AUSZUG:
Wie man aber sieht: Der Abgesang auf die deutsche SF war verfrüht, es gibt heute noch genügend Leute, die sich für sie interessieren. Unfassbar, nicht?
Kommentare
Das waren immer deine Fehler, werter Artikelschreiber und genau deshalb ist dir die Ablehnung entgegengeschlagen, die du heute so beklagst.
Es kommt nicht nur darauf an, wie gut ein konstruktiver Vorschlag ist.
Es kommt auch darauf an, wie man ihn vorträgt.
PS:
Das Fandom ist für das Überleben der SF längst nicht mehr wichtig.
Und andererseits hat er das Stadium des überzeugen-wollens IMHO längst hinter sich gelassen. Irgendwann versuchst du nicht mehr zu überzeugen, sondern legst Finger in Wunden.
Du stößt allzu oft nur zu gern auf Ignoranz.
Im Nachhinein betrachtet glaube ich heute auch nicht mehr, dass das Fandom wirklich je die Rolle spielte, die es sich selbst attribuiert hat. Auch ich habe mal zu denen gehört, die dem Fandom eine Bedeutung angedacht haben, die es in Wahrheit niemals hatte.

Datensatzeinträge:
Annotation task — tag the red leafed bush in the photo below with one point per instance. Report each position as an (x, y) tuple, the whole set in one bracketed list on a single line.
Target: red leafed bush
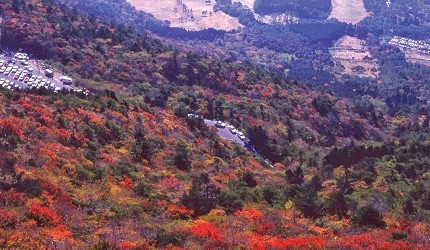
[(8, 218), (12, 198), (264, 227), (176, 212), (44, 216), (170, 183), (263, 242), (11, 126), (206, 230), (251, 214), (312, 242)]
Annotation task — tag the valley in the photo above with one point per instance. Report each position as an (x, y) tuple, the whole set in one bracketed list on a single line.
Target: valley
[(192, 15), (352, 57), (349, 11)]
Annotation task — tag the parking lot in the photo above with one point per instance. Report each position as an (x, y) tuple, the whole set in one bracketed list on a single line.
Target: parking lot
[(18, 72)]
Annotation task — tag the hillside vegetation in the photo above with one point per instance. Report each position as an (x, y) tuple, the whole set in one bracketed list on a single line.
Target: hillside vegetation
[(127, 168)]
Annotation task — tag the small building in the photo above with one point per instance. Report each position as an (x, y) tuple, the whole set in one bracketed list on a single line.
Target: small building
[(66, 80), (49, 73)]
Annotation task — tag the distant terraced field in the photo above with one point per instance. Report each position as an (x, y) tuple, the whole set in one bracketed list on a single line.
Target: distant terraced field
[(349, 11), (188, 14)]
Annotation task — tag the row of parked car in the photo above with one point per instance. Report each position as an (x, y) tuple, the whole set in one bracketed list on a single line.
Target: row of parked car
[(232, 129)]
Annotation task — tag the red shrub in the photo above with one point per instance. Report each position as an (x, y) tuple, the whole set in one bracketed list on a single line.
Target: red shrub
[(176, 212), (8, 218), (44, 216), (205, 229)]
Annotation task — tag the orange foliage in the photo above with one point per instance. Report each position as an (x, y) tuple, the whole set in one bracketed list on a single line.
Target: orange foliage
[(12, 126), (8, 218), (251, 214), (59, 232), (127, 182), (171, 183), (176, 212), (44, 216), (206, 230)]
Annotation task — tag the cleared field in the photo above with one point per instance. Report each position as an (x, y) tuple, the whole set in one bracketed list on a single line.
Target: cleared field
[(349, 11), (417, 57), (249, 3), (188, 14), (352, 57)]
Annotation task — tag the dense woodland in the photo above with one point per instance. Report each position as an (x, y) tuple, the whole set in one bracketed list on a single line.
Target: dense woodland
[(126, 168), (305, 8)]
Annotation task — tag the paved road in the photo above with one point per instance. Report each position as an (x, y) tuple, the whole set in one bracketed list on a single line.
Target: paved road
[(225, 133), (36, 72)]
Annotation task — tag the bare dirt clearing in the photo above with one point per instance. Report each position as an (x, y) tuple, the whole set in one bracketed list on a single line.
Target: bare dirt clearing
[(349, 11), (188, 14), (352, 57)]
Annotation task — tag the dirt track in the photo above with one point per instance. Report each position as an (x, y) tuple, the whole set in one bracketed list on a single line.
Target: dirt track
[(349, 11), (196, 15)]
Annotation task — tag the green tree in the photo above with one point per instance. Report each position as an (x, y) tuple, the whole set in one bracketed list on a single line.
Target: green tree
[(181, 157)]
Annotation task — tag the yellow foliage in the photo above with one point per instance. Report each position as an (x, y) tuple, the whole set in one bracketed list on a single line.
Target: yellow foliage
[(215, 216), (123, 150), (289, 204), (339, 172)]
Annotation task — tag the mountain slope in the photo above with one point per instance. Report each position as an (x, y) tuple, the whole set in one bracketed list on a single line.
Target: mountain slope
[(126, 167)]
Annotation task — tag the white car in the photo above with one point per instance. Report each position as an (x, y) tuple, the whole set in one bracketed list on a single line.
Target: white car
[(220, 124)]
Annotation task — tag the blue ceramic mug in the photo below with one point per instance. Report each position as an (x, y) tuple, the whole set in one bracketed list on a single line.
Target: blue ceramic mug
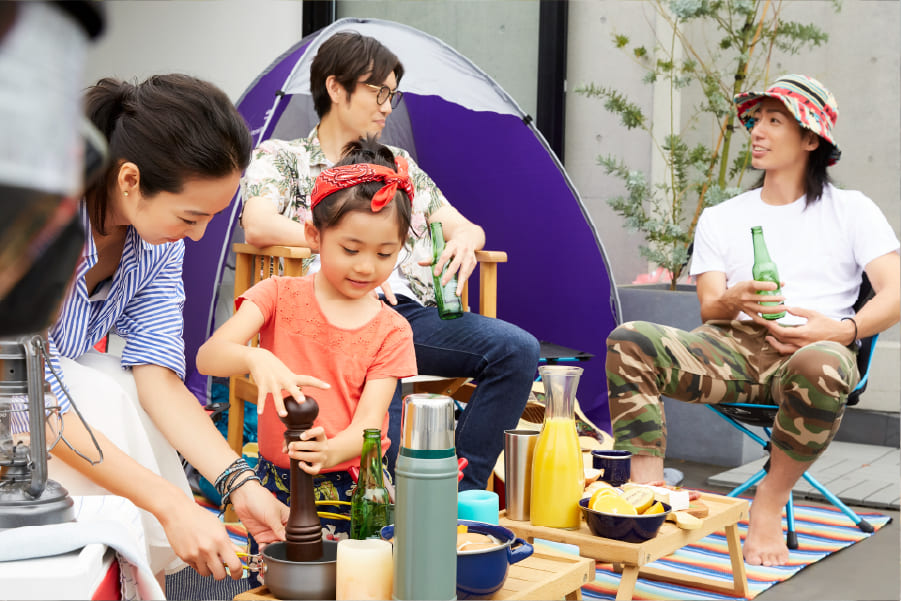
[(615, 466)]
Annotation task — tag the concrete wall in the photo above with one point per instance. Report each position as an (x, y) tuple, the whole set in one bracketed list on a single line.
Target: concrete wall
[(230, 41)]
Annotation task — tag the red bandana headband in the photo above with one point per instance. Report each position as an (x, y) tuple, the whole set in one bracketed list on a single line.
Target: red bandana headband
[(337, 178)]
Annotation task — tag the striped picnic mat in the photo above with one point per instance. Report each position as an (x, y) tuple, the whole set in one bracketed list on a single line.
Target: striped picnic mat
[(821, 531)]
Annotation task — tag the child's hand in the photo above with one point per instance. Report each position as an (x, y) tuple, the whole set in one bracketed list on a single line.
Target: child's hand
[(311, 451), (273, 377)]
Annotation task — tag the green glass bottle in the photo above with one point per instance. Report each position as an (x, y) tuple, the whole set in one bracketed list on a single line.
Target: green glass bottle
[(369, 503), (764, 270), (450, 306)]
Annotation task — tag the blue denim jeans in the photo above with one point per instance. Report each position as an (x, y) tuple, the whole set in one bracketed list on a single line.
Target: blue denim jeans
[(502, 359)]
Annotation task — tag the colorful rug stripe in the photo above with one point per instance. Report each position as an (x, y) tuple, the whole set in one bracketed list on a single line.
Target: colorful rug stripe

AUFGABEN BEARBEITEN:
A. Wie wichtig ist das Fandom laut dem Auszug über die deutsche SF heute noch für das Überleben der SF?
B. Schreibe den Auszug über die deutsche SF nach seinem letzten Satz weiter.
Die Daten stehen in keinem Zusammenhang mit dem Auszug.

LÖSUNGEN JE AUFGABE:
A. Es ist dafür längst nicht mehr wichtig.

B.
(Aber damals war man jung und naiv und hat daran geglaubt.)
Das Fandom war ein Sammelbecken für Leute, die SF liebten und sich darüber untereinander austauschen wollten - nicht mehr, aber auch nicht weniger.
Und auf Cons lernte man Fans und Autoren dann auch persönlich kennen.
Für die SF-Literatur (bzw. für ihre Herausgeber) war das Fandom ein Beliebtheits-Indikator und ggf. auch eine Art Werbe-Verstärker.
Und durch Story-Beiträge in Fanzines wurde mancher neue Autor "geboren", der später zum Profi-Schreiber wurde - das gibt's aber seit dem Aussterben der Fanzines nicht mehr.
(Eigentlich war das mMn. alles, was das Fandom je zur Förderung der SF beigetragen hat.)
Diese Zeiten aber sind lange vorbei, denn im Internet-Zeitalter braucht die SF ein Fandom eigentlich nicht mehr.
Ich glaube auch nicht, dass eine "Verjüngung" daran etwas ändern würde.
Dennoch: Das Hobby macht Spaß, erst recht, wenn man sich nicht überbewertet und glaubt, man sei im Besitz einer wie auch immer gearteten Meinungsführerschaft. Hat man das begriffen, kann man wirklich Spaß haben und nicht anderen denselben vermiesen.
Da gebe ich dir uneingeschränkt recht.
"Einen " leicht bitteren Geschmack" hat die Sache für mich dann doch (wenn man das so nennen soll) - ich stelle immer öfter fest, dass, z.B. im Zauberspiegel offensichtlich echte Profis schreiben. "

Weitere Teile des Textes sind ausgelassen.